• What is asked
Exactly reproduce the line containing "Note: mark the foliage" together with every line after it, through the end of the entries, and give nothing more.

>> start Listed entries

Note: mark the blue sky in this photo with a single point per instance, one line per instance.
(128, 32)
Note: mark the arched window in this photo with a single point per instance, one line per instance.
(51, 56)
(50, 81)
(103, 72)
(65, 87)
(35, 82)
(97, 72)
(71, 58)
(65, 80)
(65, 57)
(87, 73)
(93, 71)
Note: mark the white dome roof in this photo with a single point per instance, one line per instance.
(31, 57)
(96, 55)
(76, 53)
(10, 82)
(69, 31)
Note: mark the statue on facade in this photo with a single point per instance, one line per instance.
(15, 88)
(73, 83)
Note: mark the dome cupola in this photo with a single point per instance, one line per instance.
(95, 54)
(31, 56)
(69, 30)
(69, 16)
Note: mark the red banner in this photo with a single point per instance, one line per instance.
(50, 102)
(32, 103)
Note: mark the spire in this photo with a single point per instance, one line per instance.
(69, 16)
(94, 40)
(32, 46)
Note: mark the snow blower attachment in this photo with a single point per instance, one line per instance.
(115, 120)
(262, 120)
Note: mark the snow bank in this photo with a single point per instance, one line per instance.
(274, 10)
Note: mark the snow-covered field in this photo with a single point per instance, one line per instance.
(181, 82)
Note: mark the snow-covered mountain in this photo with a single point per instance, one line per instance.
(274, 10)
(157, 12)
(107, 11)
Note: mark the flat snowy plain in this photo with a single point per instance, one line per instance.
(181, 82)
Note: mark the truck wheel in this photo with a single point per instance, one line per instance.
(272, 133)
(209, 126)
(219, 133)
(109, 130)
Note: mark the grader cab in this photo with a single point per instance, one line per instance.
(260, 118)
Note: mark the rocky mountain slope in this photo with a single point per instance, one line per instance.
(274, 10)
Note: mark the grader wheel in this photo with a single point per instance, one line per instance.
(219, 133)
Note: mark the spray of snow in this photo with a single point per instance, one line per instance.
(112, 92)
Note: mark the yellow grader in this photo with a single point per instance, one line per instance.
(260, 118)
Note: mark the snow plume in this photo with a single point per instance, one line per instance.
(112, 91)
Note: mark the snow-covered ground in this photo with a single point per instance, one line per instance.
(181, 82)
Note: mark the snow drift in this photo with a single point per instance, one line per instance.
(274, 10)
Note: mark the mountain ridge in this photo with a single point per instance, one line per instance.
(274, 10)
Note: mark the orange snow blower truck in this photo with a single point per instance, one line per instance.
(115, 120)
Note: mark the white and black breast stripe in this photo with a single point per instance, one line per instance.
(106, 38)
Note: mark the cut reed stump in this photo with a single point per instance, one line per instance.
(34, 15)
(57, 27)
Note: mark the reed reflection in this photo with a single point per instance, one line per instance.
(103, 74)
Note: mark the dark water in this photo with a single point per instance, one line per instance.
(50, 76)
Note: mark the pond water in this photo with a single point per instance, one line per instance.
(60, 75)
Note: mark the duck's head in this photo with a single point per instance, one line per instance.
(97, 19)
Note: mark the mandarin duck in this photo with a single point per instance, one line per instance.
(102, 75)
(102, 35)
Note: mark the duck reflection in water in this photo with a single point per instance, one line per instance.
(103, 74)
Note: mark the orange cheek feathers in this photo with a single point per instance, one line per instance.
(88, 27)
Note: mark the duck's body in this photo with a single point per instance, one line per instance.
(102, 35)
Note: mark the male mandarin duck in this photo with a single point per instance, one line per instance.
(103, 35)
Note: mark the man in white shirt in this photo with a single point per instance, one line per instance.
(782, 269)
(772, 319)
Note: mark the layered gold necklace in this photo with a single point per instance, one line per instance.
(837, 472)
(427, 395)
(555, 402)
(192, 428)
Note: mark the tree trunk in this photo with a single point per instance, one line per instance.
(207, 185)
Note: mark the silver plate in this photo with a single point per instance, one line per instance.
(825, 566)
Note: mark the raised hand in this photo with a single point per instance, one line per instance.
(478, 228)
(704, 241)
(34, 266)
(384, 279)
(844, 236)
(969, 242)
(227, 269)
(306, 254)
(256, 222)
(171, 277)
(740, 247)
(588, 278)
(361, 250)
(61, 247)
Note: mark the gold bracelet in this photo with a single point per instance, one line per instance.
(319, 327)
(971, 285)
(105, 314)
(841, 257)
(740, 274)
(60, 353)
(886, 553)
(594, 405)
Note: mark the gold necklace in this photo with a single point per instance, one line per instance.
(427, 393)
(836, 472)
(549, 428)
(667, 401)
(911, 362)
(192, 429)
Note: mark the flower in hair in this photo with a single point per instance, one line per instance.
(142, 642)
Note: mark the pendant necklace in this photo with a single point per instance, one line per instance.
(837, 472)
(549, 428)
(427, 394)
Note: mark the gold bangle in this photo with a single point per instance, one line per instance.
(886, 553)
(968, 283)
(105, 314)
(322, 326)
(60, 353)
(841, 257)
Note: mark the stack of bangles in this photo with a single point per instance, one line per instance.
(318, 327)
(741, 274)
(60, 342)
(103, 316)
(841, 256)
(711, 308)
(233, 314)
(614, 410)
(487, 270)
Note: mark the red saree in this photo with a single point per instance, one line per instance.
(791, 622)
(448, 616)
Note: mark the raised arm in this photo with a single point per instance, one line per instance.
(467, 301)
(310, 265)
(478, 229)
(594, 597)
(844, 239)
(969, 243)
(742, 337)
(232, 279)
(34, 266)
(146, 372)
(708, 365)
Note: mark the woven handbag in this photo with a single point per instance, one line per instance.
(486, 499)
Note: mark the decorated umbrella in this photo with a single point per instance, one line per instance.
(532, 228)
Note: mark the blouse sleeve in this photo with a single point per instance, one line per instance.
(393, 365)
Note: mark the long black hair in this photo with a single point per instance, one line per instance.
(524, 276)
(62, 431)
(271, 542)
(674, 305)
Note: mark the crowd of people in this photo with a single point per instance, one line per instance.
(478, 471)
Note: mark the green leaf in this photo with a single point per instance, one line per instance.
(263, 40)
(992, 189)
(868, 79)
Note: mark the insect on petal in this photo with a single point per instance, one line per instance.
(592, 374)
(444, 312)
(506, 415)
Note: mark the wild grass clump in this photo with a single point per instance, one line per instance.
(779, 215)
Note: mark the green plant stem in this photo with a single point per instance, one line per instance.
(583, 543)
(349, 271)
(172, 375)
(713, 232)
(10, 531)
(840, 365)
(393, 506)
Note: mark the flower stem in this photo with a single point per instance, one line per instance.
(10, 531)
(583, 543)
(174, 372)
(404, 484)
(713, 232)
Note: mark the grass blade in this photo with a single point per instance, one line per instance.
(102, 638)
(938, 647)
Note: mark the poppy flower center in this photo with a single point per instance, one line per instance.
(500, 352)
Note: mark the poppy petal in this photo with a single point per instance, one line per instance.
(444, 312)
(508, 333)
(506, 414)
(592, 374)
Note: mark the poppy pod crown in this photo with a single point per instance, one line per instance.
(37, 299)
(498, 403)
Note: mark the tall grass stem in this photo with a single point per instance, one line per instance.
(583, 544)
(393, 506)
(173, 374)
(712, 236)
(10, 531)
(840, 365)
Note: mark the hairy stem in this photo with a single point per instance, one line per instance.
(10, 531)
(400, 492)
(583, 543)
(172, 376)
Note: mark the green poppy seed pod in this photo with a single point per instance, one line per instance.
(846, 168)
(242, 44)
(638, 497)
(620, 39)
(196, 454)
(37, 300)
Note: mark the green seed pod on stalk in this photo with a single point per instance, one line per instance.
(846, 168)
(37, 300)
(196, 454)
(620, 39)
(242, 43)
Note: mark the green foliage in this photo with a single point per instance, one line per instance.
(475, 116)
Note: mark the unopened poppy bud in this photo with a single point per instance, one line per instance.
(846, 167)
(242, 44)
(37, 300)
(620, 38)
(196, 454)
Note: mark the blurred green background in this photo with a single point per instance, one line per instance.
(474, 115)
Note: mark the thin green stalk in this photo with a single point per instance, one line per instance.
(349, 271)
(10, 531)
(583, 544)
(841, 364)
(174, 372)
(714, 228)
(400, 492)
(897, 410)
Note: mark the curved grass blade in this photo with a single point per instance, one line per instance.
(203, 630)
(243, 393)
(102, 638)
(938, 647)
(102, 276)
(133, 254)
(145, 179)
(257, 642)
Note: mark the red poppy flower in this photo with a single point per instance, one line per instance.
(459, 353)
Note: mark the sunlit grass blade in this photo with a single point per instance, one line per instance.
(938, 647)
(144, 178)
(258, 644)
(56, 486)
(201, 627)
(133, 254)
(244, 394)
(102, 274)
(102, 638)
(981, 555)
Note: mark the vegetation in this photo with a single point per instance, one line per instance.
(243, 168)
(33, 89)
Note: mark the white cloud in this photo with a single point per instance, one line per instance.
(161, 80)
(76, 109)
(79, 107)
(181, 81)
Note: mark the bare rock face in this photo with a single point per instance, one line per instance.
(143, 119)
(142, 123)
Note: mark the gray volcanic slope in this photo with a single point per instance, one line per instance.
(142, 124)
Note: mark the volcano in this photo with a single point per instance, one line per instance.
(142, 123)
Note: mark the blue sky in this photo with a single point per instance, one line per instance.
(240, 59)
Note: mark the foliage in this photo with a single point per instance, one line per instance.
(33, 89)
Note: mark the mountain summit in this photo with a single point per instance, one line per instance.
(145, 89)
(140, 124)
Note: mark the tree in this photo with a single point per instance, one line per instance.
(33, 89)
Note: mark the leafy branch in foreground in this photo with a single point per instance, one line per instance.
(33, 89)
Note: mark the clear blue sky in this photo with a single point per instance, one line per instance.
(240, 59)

>> end Listed entries

• Correct output
Note: mark the foliage in this photo with a single point per instance, one line per instance.
(33, 89)
Note: mark the mountain summit in this photo with a single point per instance, one line per instance.
(145, 89)
(140, 124)
Note: mark the tree in this photo with a single point per instance, one line per instance.
(33, 89)
Note: mark the leafy branch in foreground in this photo with a single point per instance, one line per instance.
(33, 89)
Note: mark the clear blue sky in this photo with a single point per instance, one line per instance.
(240, 59)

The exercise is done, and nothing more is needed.